*** Opening of DATA RECORDS ***

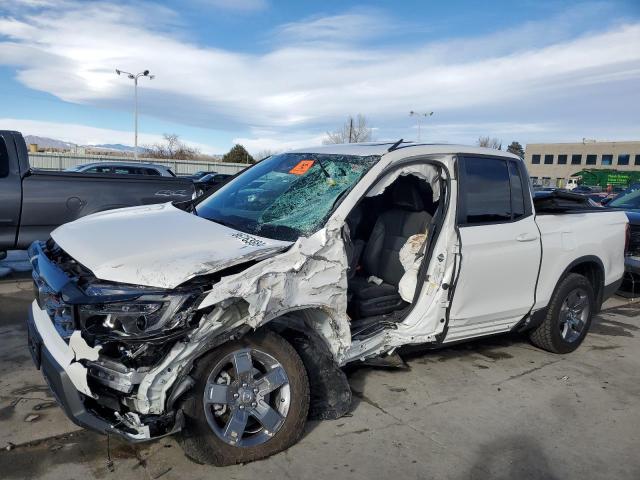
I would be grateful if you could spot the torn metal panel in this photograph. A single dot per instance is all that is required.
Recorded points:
(66, 356)
(424, 171)
(312, 273)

*** Close of DATA RECORDS ***

PROBLEM TO SOLVE. Give back the full listing above word for word, and let no picture through.

TASK SOLUTION.
I would be grateful if you could spot the torn metal panel in this photograph. A single dot per instance is all that is required.
Recorded points:
(66, 356)
(424, 171)
(312, 273)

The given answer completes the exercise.